Stated goal: Count how many lines in the records below contain the string "roof". Reply with the number alone.

Data section:
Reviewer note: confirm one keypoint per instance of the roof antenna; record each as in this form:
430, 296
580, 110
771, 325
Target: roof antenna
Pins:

Result of this exercise: 2